Point labeling rows:
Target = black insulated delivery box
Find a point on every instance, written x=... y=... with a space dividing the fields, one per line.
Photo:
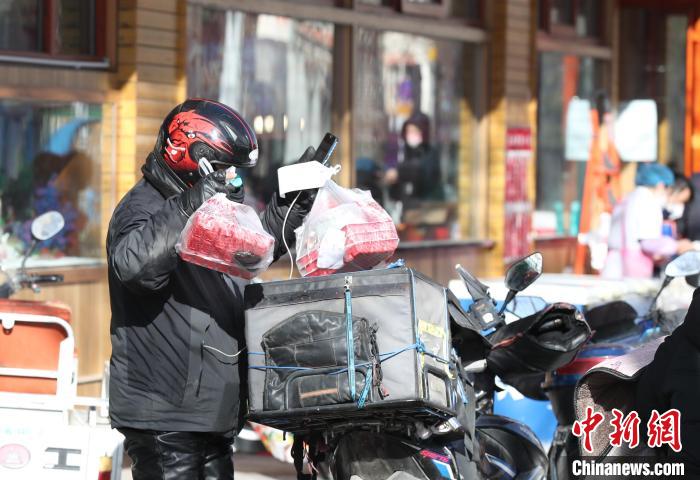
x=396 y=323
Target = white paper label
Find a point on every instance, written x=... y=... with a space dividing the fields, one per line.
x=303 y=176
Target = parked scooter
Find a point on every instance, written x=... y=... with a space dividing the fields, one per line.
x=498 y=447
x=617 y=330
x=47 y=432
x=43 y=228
---
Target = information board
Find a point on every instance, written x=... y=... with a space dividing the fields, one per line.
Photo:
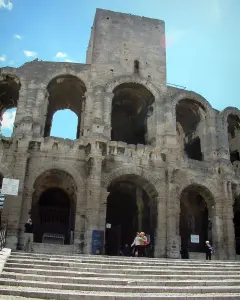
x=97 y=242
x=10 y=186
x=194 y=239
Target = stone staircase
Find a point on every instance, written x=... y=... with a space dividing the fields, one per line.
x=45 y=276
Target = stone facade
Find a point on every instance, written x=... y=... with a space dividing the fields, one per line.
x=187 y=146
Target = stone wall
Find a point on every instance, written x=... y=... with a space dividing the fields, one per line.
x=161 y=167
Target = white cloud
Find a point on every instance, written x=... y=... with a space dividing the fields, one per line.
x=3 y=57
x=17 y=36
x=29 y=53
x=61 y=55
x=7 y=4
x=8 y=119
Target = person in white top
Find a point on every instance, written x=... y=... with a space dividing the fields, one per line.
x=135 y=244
...
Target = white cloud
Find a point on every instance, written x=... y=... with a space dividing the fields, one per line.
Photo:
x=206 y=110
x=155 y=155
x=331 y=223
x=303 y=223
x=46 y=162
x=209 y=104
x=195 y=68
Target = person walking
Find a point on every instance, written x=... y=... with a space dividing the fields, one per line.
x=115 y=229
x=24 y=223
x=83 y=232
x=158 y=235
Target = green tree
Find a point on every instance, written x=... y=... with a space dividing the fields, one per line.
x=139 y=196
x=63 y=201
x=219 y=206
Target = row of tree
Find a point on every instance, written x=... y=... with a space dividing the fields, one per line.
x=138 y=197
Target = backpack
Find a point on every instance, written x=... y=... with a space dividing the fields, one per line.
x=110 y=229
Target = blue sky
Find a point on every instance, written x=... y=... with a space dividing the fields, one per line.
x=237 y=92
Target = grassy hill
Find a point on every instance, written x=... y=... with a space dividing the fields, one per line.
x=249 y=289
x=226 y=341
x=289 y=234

Problem to solve:
Begin at the line that has "Target = stone wall" and stop after the line that has "x=135 y=244". Reproduce those rows with "white cloud" renamed to "cloud" and nothing else altered.

Full response:
Target = stone wall
Find a point on every instance, written x=... y=... with a space dividing the fields, one per line.
x=161 y=167
Target = cloud
Find a point on every instance, written x=... y=... with a space dividing the fields, one per line.
x=3 y=57
x=17 y=36
x=29 y=53
x=61 y=55
x=7 y=4
x=8 y=119
Target = person in white top
Find a point on every instance, written x=... y=... with a space dividing the fields, one per line.
x=135 y=244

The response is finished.